(Work task) The answer must reproduce every record exactly, with all pictures omitted.

Photo-based referring expression data:
+++++

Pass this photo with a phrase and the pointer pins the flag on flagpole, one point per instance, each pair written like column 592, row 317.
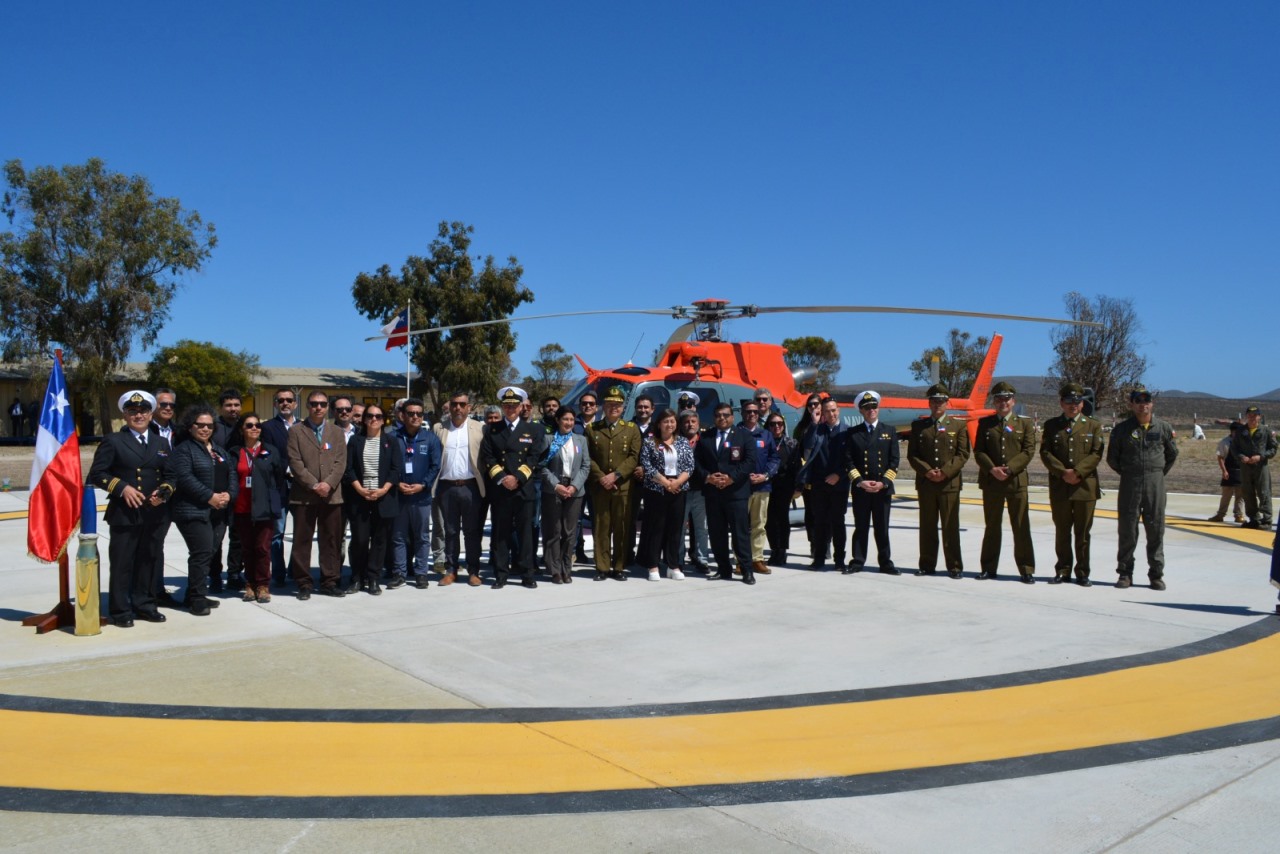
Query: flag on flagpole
column 55, row 474
column 396, row 330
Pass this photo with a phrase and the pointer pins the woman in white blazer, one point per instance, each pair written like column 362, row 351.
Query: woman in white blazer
column 565, row 469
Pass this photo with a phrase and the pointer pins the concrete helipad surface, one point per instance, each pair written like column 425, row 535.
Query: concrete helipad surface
column 810, row 712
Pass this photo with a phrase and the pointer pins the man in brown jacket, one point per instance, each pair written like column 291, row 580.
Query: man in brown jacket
column 318, row 459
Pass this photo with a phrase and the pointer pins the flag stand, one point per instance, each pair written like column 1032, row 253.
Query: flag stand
column 63, row 613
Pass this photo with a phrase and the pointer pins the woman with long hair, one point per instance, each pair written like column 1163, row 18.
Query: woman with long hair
column 204, row 491
column 565, row 469
column 375, row 464
column 667, row 460
column 260, row 482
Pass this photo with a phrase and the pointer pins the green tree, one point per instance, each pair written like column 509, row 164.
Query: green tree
column 816, row 352
column 1102, row 357
column 446, row 288
column 199, row 370
column 92, row 265
column 551, row 371
column 959, row 362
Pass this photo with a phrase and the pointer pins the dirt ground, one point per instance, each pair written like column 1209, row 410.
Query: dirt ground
column 1196, row 470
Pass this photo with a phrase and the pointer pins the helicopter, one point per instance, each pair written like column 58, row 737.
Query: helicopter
column 698, row 359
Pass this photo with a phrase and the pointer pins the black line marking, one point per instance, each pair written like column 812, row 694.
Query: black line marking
column 48, row 800
column 1256, row 630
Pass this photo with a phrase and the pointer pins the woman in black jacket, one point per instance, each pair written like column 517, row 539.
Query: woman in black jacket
column 204, row 491
column 260, row 479
column 375, row 464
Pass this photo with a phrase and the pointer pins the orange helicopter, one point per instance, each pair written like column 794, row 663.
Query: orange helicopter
column 696, row 359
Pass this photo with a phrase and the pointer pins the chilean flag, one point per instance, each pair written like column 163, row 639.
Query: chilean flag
column 55, row 474
column 396, row 330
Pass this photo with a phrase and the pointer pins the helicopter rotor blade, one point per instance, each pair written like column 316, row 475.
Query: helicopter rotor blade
column 944, row 313
column 536, row 316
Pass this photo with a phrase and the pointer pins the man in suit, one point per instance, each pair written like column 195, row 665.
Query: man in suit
column 725, row 457
column 1072, row 451
column 937, row 450
column 128, row 466
column 615, row 450
column 824, row 480
column 510, row 455
column 872, row 456
column 1004, row 447
column 318, row 457
column 275, row 434
column 460, row 489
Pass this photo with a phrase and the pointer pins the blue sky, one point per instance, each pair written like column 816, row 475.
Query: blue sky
column 981, row 155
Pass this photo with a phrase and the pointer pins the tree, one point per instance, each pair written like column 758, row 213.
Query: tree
column 94, row 264
column 818, row 354
column 551, row 371
column 1102, row 357
column 959, row 362
column 199, row 370
column 444, row 288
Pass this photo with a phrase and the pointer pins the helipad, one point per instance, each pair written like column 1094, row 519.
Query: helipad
column 813, row 711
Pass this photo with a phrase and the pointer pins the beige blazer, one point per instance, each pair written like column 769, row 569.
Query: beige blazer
column 311, row 462
column 475, row 435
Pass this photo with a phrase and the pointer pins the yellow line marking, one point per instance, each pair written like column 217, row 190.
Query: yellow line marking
column 292, row 758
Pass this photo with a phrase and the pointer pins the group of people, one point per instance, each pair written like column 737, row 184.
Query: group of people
column 416, row 497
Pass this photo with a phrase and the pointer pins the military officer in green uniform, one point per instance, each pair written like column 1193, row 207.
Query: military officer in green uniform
column 1255, row 446
column 613, row 446
column 1142, row 452
column 937, row 450
column 1004, row 447
column 1072, row 451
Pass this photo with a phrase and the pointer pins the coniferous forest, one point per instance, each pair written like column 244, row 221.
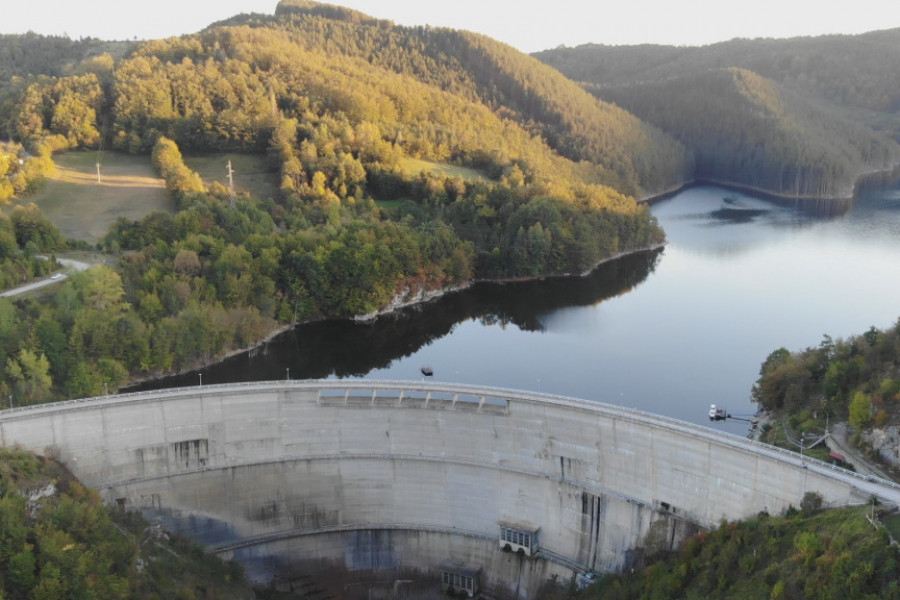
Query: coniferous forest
column 797, row 118
column 541, row 179
column 406, row 161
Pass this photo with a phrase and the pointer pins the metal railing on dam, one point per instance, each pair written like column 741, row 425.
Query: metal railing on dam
column 278, row 467
column 412, row 394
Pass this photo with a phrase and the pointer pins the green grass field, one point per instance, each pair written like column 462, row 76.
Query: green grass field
column 83, row 209
column 413, row 166
column 251, row 172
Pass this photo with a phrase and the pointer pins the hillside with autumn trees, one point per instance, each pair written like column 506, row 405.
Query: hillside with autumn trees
column 406, row 161
column 799, row 118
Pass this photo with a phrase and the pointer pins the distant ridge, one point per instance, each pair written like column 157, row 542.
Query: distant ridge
column 801, row 117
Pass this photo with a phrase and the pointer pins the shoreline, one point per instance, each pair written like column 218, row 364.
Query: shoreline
column 767, row 194
column 421, row 298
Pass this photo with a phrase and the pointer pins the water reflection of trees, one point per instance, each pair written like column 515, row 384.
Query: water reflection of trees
column 350, row 348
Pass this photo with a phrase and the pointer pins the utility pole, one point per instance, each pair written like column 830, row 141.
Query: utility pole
column 230, row 172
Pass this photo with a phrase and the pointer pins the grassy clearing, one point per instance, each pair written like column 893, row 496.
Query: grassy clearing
column 83, row 209
column 252, row 174
column 413, row 166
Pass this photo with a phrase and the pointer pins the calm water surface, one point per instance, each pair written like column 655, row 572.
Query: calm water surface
column 668, row 332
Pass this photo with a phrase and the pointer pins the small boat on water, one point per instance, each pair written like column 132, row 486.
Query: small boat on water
column 717, row 413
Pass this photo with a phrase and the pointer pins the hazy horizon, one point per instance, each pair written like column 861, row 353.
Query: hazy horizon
column 527, row 25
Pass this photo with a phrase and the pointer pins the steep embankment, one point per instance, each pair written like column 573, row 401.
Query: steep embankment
column 799, row 117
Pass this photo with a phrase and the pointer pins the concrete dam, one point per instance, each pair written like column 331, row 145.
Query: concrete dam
column 496, row 489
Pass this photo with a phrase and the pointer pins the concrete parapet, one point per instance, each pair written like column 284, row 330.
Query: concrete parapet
column 427, row 471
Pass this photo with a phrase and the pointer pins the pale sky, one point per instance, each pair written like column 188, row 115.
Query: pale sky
column 526, row 24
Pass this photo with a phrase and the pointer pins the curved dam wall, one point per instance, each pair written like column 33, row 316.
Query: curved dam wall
column 388, row 476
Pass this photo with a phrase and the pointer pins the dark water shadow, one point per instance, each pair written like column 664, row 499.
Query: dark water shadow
column 350, row 348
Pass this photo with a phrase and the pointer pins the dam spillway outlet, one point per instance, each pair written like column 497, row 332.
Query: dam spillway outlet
column 410, row 477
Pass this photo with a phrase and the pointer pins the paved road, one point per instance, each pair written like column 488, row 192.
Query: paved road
column 75, row 265
column 837, row 442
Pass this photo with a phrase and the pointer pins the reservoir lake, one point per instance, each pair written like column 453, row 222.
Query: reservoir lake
column 670, row 331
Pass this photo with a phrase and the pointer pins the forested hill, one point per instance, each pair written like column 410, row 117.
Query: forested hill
column 399, row 162
column 797, row 117
column 635, row 158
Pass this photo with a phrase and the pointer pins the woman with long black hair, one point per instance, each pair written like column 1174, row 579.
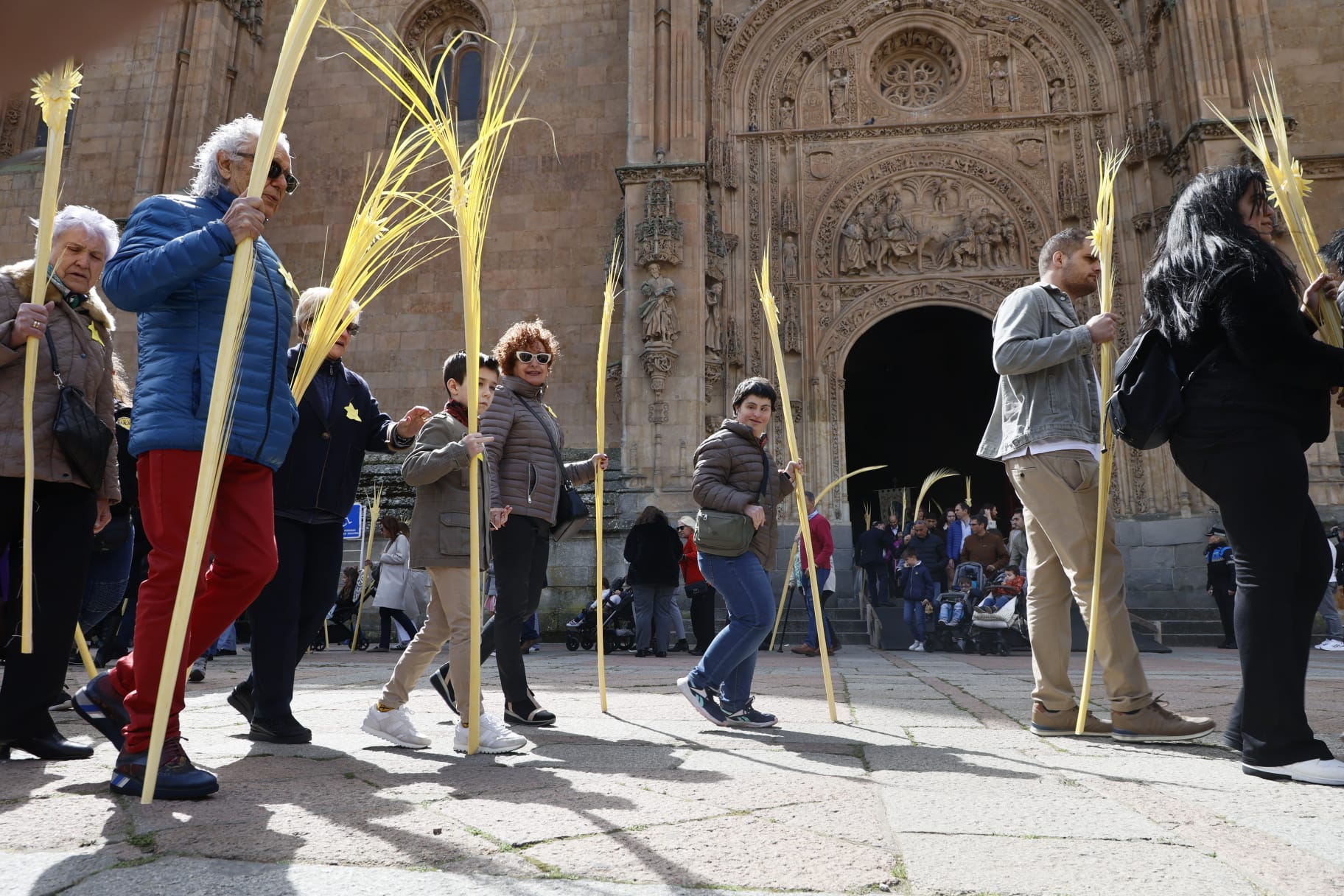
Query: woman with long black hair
column 1259, row 395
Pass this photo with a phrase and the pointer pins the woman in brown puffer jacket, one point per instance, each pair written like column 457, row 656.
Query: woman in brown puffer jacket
column 734, row 473
column 525, row 494
column 68, row 509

+++++

(Result for this exercise)
Pass this photo with a phrase and the pointer pins the flag on flagpole, one point per instance, each pair written like column 592, row 317.
Query: flag on flagpole
column 55, row 474
column 396, row 330
Pass this photo with a phrase and the pointer pins the woman in white blazer, one point per instance, each pair written like column 362, row 351.
Query: woman in white blazer
column 565, row 469
Pass this photo with a phrase and the pointer pins the concrete helipad surface, one point per instance, each pair written like column 425, row 535.
Query: concrete helipad surface
column 810, row 712
Pass this photo with a phrase and the pointer pins the man in brown jacket, one point per instance, each pair written like column 291, row 580.
Query: man in brown jacket
column 318, row 459
Pass this photo with a phrase and the pointer pins the flag stand, one point per instance, each pair written like column 1032, row 253.
Query: flag stand
column 63, row 613
Pass this photo with a phrase and the pointer pins the woman with long hair, one point per instance, each pair written like column 1163, row 18.
Query: woman with long hair
column 204, row 491
column 565, row 469
column 375, row 464
column 667, row 460
column 260, row 482
Pass this photo with a phrase and the pointer pins the green tree, one point per instance, each pair written like column 509, row 164.
Query: green tree
column 816, row 352
column 1102, row 357
column 446, row 288
column 199, row 370
column 92, row 265
column 551, row 371
column 959, row 362
Pass this photo with a phrase and the pointer pins the dirt ground, one point per instance, each pair written like column 1209, row 410.
Query: dirt ground
column 1196, row 470
Pass this photo with a phrase and the pointer pins the helicopter, one point per instance, each pair written like column 58, row 737.
Query: helicopter
column 698, row 359
Pass this photo with a phrase and the pointer pins the black line marking, one point per instance, each pair written like column 812, row 694.
Query: black line marking
column 48, row 800
column 1256, row 630
Pass this photo with a phrase and the pointer pins the woman in black jacket, one point per instance, each pair written like column 517, row 539.
Query: woman in black jacket
column 204, row 491
column 260, row 479
column 375, row 464
Pass this photo with a phrase and the pointer pins the orange helicopter, one point per instance, each pair written like column 794, row 663.
Query: orange helicopter
column 696, row 359
Pass this photo with a phrase and the pointer pins the chilean flag, one point per instance, each pair written like column 163, row 639.
Query: chilean flag
column 55, row 474
column 396, row 330
Pass this photo with a phrase and the pointer pins the helicopter rotor blade, one point per instance, each pair written like column 316, row 475.
Query: helicopter rotor blade
column 944, row 313
column 536, row 316
Pass this photo with a phrase and the pointer pins the man in suit, one point per instance, each pair written like column 195, row 665.
Query: man in suit
column 725, row 457
column 1072, row 451
column 937, row 450
column 128, row 466
column 615, row 450
column 824, row 480
column 510, row 455
column 872, row 456
column 1004, row 447
column 318, row 457
column 275, row 434
column 460, row 489
Pass this photo with a phrase and the pointer pins the blue sky, one point per instance, each pair written like column 816, row 475.
Query: blue sky
column 981, row 155
Pass this photo with a phrase and the pointer pins the tree, one point per instance, each pair written like column 758, row 213.
Query: tree
column 94, row 264
column 818, row 354
column 551, row 371
column 1102, row 357
column 959, row 362
column 199, row 370
column 444, row 288
Pass this photo with a phrase and the pointer pins the helipad, one point per instance, each pair written like column 1094, row 519.
Query: helipad
column 813, row 711
Pass this photo with a phrase and the pointer pins the beige blazer, one point per instance, each pair written like column 769, row 569.
Query: beige blazer
column 311, row 462
column 475, row 435
Pass this photo with a phrase and the pointer pins the yellow line marking, one point per instance, each pair written like column 217, row 190.
Query: yellow line marking
column 292, row 758
Pass this photo with a phrase and the pointer pins the group of people, one point per instance, each pair written like column 737, row 184.
Query: group of people
column 416, row 497
Pass this photo with a phrase and the pointer pins the military officer in green uniform, one point per instance, each pair written like column 1193, row 207.
Query: military officer in green uniform
column 1255, row 446
column 613, row 446
column 1142, row 452
column 937, row 450
column 1004, row 447
column 1072, row 451
Pass this photo with a phrase and the pointer pins the coniferous forest, one point per instance, each pair written like column 244, row 221.
Query: coniferous forest
column 797, row 118
column 541, row 179
column 406, row 161
Pass this photo with a phrase and the pointer pins the metal railing on dam, one point per instance, each pair written like column 741, row 425.
Query: metal railing on dam
column 278, row 467
column 412, row 394
Pass this photo with a phrase and the pointer pins the green grass field, one point per instance, each pair written like column 462, row 76.
Query: green grass field
column 83, row 209
column 413, row 166
column 251, row 172
Pass this photo with a phrase and the pointer pins the hillside with autumn trees, one point per instance, each pair written like column 506, row 405.
Query: hillside with autumn trees
column 406, row 161
column 799, row 118
Pass this photo with a phrase and the pointer pins the distant ridge, one point per instance, each pair written like column 157, row 542.
Query: distant ridge
column 801, row 117
Pass this photo with a phrase and the pointer pins the shoreline, one point per instance, each pair written like column 218, row 364.
Query: shoreline
column 767, row 194
column 421, row 298
Pass this photo with a phrase and the pointer pins the water reflection of trees, one point per instance, each pair written like column 515, row 384.
Query: water reflection of trees
column 350, row 348
Pass this photo with a phrase and the pointer pins the utility pole, one point per instance, each pair written like column 830, row 141.
Query: utility pole
column 230, row 172
Pass this photo with a phrase and the pointer pins the grassy clearing, one point per instance, each pair written like column 893, row 496.
Query: grassy clearing
column 83, row 209
column 252, row 174
column 413, row 166
Pass this photo with a phrase and the pointer pins the calm water surface, one point per instance, each pair written like column 655, row 572.
Query: calm water surface
column 668, row 332
Pass this photo with a phrase and the pointer pins the small boat on water, one point per instance, each pair written like column 132, row 486.
Query: small boat on water
column 717, row 413
Pass this photo with a phrase and the pointer pins the hazy horizon, one point per instance, each pair written like column 861, row 353.
Query: hazy horizon
column 527, row 25
Pass this photo with a phrase and the pointer pins the steep embankment, one point per instance, each pair written like column 573, row 401.
Query: steep embankment
column 799, row 117
Pass this photo with a phrase and the pointer pins the concrete dam, one point per instance, each pair written like column 331, row 145.
Query: concrete dam
column 496, row 489
Pass this photo with a phrase and the pointer pins the concrete parapet, one point per instance, each pair written like column 284, row 330.
Query: concrete parapet
column 427, row 471
Pass this photo with a phrase and the pointer pins the pale sky, one point per instance, each pair written like column 188, row 115.
Query: pale sky
column 526, row 24
Pass this photo with a phrase and the pointer pins the curved dam wall, one point per instance, each pair written like column 33, row 316.
Query: curved dam wall
column 388, row 476
Pass this photo with a phrase and the pointer pins the dark water shadow, one point per instance, each pair written like column 664, row 499.
Query: dark water shadow
column 350, row 348
Pass this photo with a phrase and the pointer pins the dam spillway outlet, one point per instance, each pair written like column 497, row 332.
Query: dam spillway outlet
column 410, row 477
Pass this photo with a phrase and the pointer pins the paved road, one point per instance, each pair written like column 488, row 192.
Query: paved road
column 75, row 265
column 837, row 442
Pass this photo with a phrase and the pointer pins the reservoir lake, one point per instance, each pair written like column 453, row 222.
Query: reservoir lake
column 670, row 331
Pass this photo with a phrase and the pointer pins the forested hill, one point per instance, each pair written like column 410, row 117.
Query: forested hill
column 399, row 162
column 797, row 117
column 635, row 158
Pass this photo with a phrase and the pointer pins the woman with long black hair, one point per instance, each pair written like column 1174, row 579.
Query: woman with long black hair
column 1259, row 395
Pass this photo with a phrase and the pointer pins the woman in brown puffer jacket, one point per instance, each pair written like column 457, row 656.
Query: woman in brown puffer jacket
column 734, row 473
column 525, row 494
column 68, row 509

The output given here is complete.